▶ [REQUIRED WORK]: The required output is a verbatim transcription of the listing, pictures excluded.

▶ [TASK DATA]:
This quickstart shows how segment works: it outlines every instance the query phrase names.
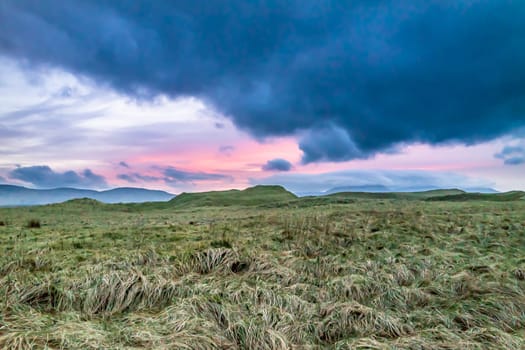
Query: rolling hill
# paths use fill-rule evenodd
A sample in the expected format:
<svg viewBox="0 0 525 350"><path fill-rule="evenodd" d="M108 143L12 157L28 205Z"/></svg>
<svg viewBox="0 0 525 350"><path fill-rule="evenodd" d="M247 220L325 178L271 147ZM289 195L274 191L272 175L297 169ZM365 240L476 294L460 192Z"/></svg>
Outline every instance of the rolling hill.
<svg viewBox="0 0 525 350"><path fill-rule="evenodd" d="M508 202L508 201L519 201L525 200L525 192L523 191L510 191L503 193L461 193L461 194L448 194L444 196L433 196L427 198L430 201L453 201L453 202L465 202L465 201L491 201L491 202Z"/></svg>
<svg viewBox="0 0 525 350"><path fill-rule="evenodd" d="M336 192L327 197L354 199L412 199L421 200L433 197L456 196L466 192L458 189L429 190L421 192Z"/></svg>
<svg viewBox="0 0 525 350"><path fill-rule="evenodd" d="M257 206L296 199L297 196L281 186L255 186L245 190L181 193L170 200L175 207Z"/></svg>
<svg viewBox="0 0 525 350"><path fill-rule="evenodd" d="M434 191L438 191L436 193L442 192L442 191L448 191L444 190L439 187L434 186L385 186L381 184L370 184L370 185L349 185L349 186L338 186L330 188L326 191L322 192L297 192L297 195L300 197L308 197L308 196L326 196L331 194L338 194L338 193L419 193L419 194L432 194ZM467 193L498 193L493 188L489 187L465 187L465 188L458 188L454 189L454 191L460 191L461 193L467 192ZM380 197L389 197L392 198L392 196L384 196L380 195ZM395 197L395 196L394 196Z"/></svg>

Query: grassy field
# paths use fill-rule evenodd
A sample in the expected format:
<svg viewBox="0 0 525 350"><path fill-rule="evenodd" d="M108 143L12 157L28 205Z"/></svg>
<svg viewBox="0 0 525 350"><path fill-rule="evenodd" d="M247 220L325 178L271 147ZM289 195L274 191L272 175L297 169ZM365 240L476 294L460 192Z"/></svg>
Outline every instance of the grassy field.
<svg viewBox="0 0 525 350"><path fill-rule="evenodd" d="M0 209L0 348L524 349L525 200L488 196Z"/></svg>

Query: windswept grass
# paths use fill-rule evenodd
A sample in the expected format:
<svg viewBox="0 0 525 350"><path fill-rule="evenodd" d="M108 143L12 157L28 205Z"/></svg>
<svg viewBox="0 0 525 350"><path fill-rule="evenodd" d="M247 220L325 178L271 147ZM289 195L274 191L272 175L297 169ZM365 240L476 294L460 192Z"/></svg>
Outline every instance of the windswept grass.
<svg viewBox="0 0 525 350"><path fill-rule="evenodd" d="M255 202L1 209L0 348L525 348L524 201Z"/></svg>

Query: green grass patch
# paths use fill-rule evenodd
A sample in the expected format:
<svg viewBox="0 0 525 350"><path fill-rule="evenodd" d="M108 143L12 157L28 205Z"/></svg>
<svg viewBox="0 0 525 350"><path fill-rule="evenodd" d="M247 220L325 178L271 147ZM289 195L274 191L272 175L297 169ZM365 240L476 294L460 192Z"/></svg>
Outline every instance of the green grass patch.
<svg viewBox="0 0 525 350"><path fill-rule="evenodd" d="M525 201L450 191L0 209L0 348L523 349Z"/></svg>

▶ [RESPONSE BELOW]:
This quickstart shows how segment works: it outlines every instance the query phrase names.
Query: rolling hill
# paths use fill-rule evenodd
A sample in the expected format:
<svg viewBox="0 0 525 350"><path fill-rule="evenodd" d="M108 143L12 157L28 205Z"/></svg>
<svg viewBox="0 0 525 350"><path fill-rule="evenodd" d="M247 220L325 178L271 147ZM289 195L274 191L272 175L297 169ZM365 240L476 294L460 192Z"/></svg>
Outline every instance of the rolling hill.
<svg viewBox="0 0 525 350"><path fill-rule="evenodd" d="M508 202L508 201L519 201L525 200L525 192L523 191L510 191L503 193L461 193L461 194L448 194L444 196L433 196L427 198L430 201L453 201L453 202L465 202L465 201L491 201L491 202Z"/></svg>
<svg viewBox="0 0 525 350"><path fill-rule="evenodd" d="M336 192L327 197L354 199L412 199L421 200L433 197L456 196L466 192L458 189L429 190L421 192Z"/></svg>
<svg viewBox="0 0 525 350"><path fill-rule="evenodd" d="M257 206L296 199L297 196L281 186L255 186L245 190L181 193L170 200L175 207Z"/></svg>
<svg viewBox="0 0 525 350"><path fill-rule="evenodd" d="M434 191L438 191L436 193L442 192L442 191L448 191L444 190L439 187L434 186L385 186L381 184L370 184L370 185L349 185L349 186L338 186L330 188L326 191L322 192L297 192L297 195L300 197L308 197L308 196L326 196L331 194L338 194L338 193L419 193L419 194L432 194ZM467 193L498 193L493 188L489 187L465 187L465 188L458 188L454 189L454 191L460 191L461 193L467 192ZM380 197L389 197L392 198L392 196L384 196L380 195ZM395 197L395 196L394 196Z"/></svg>

Query: grassy field
# paths use fill-rule evenodd
A sample in the expected format:
<svg viewBox="0 0 525 350"><path fill-rule="evenodd" d="M108 143L12 157L28 205Z"/></svg>
<svg viewBox="0 0 525 350"><path fill-rule="evenodd" d="M247 220L325 178L271 147ZM289 195L274 191L272 175L297 169ZM365 240L476 294L460 192Z"/></svg>
Outline every instance of the grassy field.
<svg viewBox="0 0 525 350"><path fill-rule="evenodd" d="M0 209L0 348L524 349L525 200L488 196Z"/></svg>

Query: windswept grass
# paths use fill-rule evenodd
A sample in the expected format:
<svg viewBox="0 0 525 350"><path fill-rule="evenodd" d="M108 143L12 157L28 205Z"/></svg>
<svg viewBox="0 0 525 350"><path fill-rule="evenodd" d="M247 220L325 178L271 147ZM289 195L274 191L272 175L297 169ZM365 240L476 294L460 192Z"/></svg>
Outline every instance of the windswept grass.
<svg viewBox="0 0 525 350"><path fill-rule="evenodd" d="M255 202L1 209L0 348L525 348L524 201Z"/></svg>

Query: green grass patch
# paths use fill-rule evenodd
A sample in the expected format:
<svg viewBox="0 0 525 350"><path fill-rule="evenodd" d="M108 143L12 157L28 205Z"/></svg>
<svg viewBox="0 0 525 350"><path fill-rule="evenodd" d="M247 220L325 178L271 147ZM289 195L274 191L272 175L297 169ZM365 240L476 294L460 192Z"/></svg>
Outline every instance of the green grass patch.
<svg viewBox="0 0 525 350"><path fill-rule="evenodd" d="M525 201L450 191L0 209L0 348L523 349Z"/></svg>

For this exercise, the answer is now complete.